Transcribe the listing exactly, leaving out every picture.

Detection annotation records:
☆ ☆ ☆ ☆ ☆ ☆ ☆

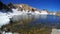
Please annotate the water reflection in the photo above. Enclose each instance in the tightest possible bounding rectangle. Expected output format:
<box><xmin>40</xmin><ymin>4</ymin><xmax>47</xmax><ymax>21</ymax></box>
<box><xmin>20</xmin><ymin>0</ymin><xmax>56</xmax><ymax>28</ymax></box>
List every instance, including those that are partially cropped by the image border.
<box><xmin>1</xmin><ymin>15</ymin><xmax>60</xmax><ymax>34</ymax></box>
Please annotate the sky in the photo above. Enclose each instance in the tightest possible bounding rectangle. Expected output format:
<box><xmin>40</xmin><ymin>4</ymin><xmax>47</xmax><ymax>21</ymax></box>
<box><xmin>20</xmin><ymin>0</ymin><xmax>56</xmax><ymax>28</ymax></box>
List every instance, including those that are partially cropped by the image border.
<box><xmin>1</xmin><ymin>0</ymin><xmax>60</xmax><ymax>12</ymax></box>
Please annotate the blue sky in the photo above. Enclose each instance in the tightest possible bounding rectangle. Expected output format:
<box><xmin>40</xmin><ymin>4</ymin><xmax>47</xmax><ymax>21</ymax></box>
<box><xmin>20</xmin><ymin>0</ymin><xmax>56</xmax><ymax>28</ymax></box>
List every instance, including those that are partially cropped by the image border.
<box><xmin>1</xmin><ymin>0</ymin><xmax>60</xmax><ymax>12</ymax></box>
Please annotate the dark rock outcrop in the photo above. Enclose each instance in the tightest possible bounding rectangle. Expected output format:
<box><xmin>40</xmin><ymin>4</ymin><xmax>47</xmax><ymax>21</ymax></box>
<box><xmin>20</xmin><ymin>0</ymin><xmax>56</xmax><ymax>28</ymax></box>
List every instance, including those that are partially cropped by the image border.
<box><xmin>0</xmin><ymin>1</ymin><xmax>11</xmax><ymax>12</ymax></box>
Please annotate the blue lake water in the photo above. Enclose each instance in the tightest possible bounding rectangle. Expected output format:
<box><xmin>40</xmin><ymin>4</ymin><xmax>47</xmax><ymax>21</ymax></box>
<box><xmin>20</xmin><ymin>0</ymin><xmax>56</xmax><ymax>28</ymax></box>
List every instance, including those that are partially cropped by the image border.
<box><xmin>27</xmin><ymin>15</ymin><xmax>60</xmax><ymax>28</ymax></box>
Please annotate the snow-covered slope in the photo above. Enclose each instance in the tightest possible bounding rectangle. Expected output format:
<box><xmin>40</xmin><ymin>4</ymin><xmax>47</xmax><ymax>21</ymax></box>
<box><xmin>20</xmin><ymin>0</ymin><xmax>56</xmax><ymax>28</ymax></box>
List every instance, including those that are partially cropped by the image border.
<box><xmin>0</xmin><ymin>9</ymin><xmax>39</xmax><ymax>26</ymax></box>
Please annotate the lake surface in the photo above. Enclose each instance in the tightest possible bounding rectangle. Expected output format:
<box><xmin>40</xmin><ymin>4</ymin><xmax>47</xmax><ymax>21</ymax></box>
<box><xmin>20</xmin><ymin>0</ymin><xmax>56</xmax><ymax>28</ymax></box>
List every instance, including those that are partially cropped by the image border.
<box><xmin>27</xmin><ymin>15</ymin><xmax>60</xmax><ymax>28</ymax></box>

☆ ☆ ☆ ☆ ☆ ☆ ☆

* [TASK RESPONSE]
Please annotate the water reflection in the photo above. Enclose each instance in the tightest possible bounding rectangle. Expected output format:
<box><xmin>40</xmin><ymin>4</ymin><xmax>47</xmax><ymax>21</ymax></box>
<box><xmin>20</xmin><ymin>0</ymin><xmax>56</xmax><ymax>28</ymax></box>
List every instance, including those that are partially cropped by the image border.
<box><xmin>1</xmin><ymin>15</ymin><xmax>60</xmax><ymax>34</ymax></box>
Please annotate the sky in the photo above. Enclose each instance in the tightest possible bounding rectangle. Expected output format:
<box><xmin>40</xmin><ymin>4</ymin><xmax>47</xmax><ymax>21</ymax></box>
<box><xmin>20</xmin><ymin>0</ymin><xmax>56</xmax><ymax>28</ymax></box>
List every instance, including those that are partially cropped by the image border.
<box><xmin>1</xmin><ymin>0</ymin><xmax>60</xmax><ymax>12</ymax></box>
Please annotate the blue sky in the photo above. Enclose each instance in the tightest possible bounding rectangle. Expected output format:
<box><xmin>40</xmin><ymin>4</ymin><xmax>47</xmax><ymax>21</ymax></box>
<box><xmin>20</xmin><ymin>0</ymin><xmax>56</xmax><ymax>28</ymax></box>
List every instance, including those that are partially cropped by the image border.
<box><xmin>1</xmin><ymin>0</ymin><xmax>60</xmax><ymax>12</ymax></box>
Please annotate the dark rock outcrop in the photo above. Enclose each instance in the tightest possible bounding rectangle. Expected output format:
<box><xmin>40</xmin><ymin>4</ymin><xmax>47</xmax><ymax>21</ymax></box>
<box><xmin>20</xmin><ymin>0</ymin><xmax>56</xmax><ymax>28</ymax></box>
List every instance, including those that are partially cropped by the image border.
<box><xmin>0</xmin><ymin>1</ymin><xmax>11</xmax><ymax>12</ymax></box>
Please annotate the blue lake water in the photo above. Enclose each instance in the tightest possible bounding rectangle. Expected output format:
<box><xmin>40</xmin><ymin>4</ymin><xmax>47</xmax><ymax>21</ymax></box>
<box><xmin>20</xmin><ymin>0</ymin><xmax>56</xmax><ymax>28</ymax></box>
List every instance, including those that are partially cropped by the image border.
<box><xmin>27</xmin><ymin>15</ymin><xmax>60</xmax><ymax>28</ymax></box>
Please annotate the snow-covered slope in the photo above. Enclose each instance in the tightest possible bounding rectangle. Expected output format:
<box><xmin>40</xmin><ymin>4</ymin><xmax>47</xmax><ymax>21</ymax></box>
<box><xmin>20</xmin><ymin>0</ymin><xmax>56</xmax><ymax>28</ymax></box>
List every instance, including those that are partially cropped by the image border.
<box><xmin>0</xmin><ymin>9</ymin><xmax>39</xmax><ymax>26</ymax></box>
Please annotate the lake surface in the photo above. Enclose each instance in the tightest possible bounding rectangle. Expected output format:
<box><xmin>40</xmin><ymin>4</ymin><xmax>47</xmax><ymax>21</ymax></box>
<box><xmin>20</xmin><ymin>0</ymin><xmax>56</xmax><ymax>28</ymax></box>
List every instance, including those that are partially cropped by the image border.
<box><xmin>27</xmin><ymin>15</ymin><xmax>60</xmax><ymax>28</ymax></box>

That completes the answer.